AIM OF THE EXERCISE:
Start at the line holding "of the haze". Write out that line and each one after it to the end of the data, unchanged.
□ □ □
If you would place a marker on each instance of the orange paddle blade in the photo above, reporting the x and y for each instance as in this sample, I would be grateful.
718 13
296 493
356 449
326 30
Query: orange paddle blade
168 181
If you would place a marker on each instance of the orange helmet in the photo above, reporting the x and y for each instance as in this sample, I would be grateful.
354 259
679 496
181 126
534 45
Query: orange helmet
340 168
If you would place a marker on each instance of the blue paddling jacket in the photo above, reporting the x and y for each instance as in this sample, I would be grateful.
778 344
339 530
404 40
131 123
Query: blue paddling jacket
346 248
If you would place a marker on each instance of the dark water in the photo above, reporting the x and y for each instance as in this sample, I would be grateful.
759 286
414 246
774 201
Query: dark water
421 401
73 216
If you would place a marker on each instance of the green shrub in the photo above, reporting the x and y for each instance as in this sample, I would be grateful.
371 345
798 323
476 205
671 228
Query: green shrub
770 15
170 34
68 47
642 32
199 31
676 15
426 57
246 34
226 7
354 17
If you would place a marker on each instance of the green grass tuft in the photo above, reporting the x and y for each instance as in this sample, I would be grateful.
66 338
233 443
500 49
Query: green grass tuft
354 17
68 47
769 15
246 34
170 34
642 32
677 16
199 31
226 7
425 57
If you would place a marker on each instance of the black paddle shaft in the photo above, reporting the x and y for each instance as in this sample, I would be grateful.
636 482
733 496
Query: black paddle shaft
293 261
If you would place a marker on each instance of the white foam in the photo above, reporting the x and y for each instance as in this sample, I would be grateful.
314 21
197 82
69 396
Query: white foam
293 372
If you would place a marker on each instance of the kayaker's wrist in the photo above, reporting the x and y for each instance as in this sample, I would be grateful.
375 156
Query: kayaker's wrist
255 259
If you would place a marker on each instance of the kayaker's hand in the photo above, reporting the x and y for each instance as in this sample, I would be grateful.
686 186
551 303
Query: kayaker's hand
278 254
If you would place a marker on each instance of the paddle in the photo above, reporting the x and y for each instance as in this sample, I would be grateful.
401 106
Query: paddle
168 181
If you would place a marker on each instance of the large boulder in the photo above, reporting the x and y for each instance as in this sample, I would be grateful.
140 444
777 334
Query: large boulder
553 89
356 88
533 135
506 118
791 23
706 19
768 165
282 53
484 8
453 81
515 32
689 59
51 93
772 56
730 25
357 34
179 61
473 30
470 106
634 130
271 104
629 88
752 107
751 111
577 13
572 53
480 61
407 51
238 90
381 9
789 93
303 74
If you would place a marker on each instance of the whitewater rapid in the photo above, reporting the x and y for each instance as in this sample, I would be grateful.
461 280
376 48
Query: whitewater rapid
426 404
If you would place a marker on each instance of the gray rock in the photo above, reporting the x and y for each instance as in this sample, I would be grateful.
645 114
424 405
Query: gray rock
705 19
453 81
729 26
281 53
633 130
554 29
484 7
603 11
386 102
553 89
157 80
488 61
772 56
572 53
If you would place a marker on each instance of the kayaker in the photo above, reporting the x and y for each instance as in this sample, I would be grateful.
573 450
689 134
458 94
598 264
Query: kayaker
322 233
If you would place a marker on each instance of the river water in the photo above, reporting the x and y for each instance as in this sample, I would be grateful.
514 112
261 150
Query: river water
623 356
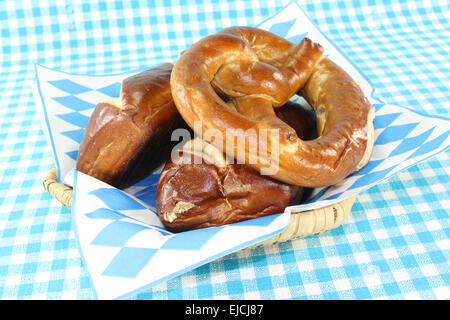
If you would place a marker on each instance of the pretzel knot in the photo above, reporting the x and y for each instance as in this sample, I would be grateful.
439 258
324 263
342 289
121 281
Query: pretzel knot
259 71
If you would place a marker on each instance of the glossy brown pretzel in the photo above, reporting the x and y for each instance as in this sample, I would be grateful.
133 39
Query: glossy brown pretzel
126 138
260 71
198 188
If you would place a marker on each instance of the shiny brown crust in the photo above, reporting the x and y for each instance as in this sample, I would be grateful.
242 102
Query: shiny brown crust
194 192
126 138
260 71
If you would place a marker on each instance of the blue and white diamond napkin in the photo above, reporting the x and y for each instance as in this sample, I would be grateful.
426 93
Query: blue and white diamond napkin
125 247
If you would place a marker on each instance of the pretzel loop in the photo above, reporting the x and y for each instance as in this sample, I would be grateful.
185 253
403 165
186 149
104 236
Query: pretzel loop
260 71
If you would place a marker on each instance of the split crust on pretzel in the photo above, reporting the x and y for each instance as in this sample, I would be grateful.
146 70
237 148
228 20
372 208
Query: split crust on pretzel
260 71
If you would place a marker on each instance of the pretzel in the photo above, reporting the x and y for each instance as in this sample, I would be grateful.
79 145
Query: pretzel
122 134
260 71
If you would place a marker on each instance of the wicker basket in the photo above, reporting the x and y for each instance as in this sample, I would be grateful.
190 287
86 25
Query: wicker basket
302 224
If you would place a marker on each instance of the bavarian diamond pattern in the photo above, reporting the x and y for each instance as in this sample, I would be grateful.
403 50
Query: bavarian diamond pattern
392 246
123 238
402 138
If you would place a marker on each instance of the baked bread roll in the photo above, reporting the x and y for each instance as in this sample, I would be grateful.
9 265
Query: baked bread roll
199 188
126 138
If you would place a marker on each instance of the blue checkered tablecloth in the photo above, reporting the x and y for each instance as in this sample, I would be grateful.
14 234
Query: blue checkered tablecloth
394 245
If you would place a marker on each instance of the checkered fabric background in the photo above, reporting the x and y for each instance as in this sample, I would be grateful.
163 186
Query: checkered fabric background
394 245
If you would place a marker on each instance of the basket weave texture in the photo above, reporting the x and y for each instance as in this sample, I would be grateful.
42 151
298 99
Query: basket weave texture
301 224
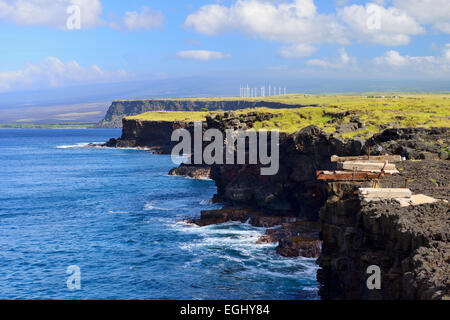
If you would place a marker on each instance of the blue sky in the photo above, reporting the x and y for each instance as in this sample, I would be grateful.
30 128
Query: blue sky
251 40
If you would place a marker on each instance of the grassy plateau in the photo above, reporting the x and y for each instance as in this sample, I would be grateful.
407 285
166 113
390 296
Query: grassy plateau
375 110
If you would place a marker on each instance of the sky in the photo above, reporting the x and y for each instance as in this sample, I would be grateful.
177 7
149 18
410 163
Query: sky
51 44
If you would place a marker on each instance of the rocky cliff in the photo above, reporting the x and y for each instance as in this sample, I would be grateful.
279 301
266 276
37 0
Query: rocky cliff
120 109
410 245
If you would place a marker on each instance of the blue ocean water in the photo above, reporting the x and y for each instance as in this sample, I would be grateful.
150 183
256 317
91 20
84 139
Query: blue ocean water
116 214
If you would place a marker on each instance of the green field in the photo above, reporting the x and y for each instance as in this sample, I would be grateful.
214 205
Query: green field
44 126
375 109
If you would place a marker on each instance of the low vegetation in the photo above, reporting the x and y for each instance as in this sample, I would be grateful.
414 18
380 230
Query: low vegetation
375 111
45 126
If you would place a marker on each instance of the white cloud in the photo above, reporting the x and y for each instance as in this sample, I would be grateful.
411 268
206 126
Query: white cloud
376 24
299 24
203 55
345 58
145 20
434 12
297 51
294 22
50 13
431 66
52 72
341 61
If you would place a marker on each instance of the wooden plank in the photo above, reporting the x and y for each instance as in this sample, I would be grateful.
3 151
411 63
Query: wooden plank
388 158
369 166
384 193
347 175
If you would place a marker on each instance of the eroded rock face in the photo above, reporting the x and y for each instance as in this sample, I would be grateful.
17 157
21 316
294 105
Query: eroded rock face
413 143
294 188
410 245
295 237
120 109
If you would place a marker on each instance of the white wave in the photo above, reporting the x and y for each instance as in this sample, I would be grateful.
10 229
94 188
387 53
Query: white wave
73 146
149 206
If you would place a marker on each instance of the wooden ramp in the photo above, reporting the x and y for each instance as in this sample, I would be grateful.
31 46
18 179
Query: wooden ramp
388 158
368 166
324 175
384 193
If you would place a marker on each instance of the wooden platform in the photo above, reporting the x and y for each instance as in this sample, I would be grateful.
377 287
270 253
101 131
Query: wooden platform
384 193
324 175
388 158
368 166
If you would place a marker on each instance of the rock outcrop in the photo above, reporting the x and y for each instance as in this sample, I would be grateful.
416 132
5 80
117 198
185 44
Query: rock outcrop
124 108
410 246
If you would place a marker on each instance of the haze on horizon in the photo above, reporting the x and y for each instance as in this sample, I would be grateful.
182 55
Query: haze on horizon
142 49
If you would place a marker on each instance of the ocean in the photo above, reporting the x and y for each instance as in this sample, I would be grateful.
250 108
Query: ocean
□ □ □
ANSWER:
If you would place a marker on each instance of the haze on horizon in the photo above, reporting the x and y for each instance as in this sample, I would be grateful.
182 55
Query: haze on horizon
142 49
If you would place a marker on each instance of the ocean in the photo above, reporting the x and y for each instance as in this sample, I would be grateful.
250 108
Query: ocean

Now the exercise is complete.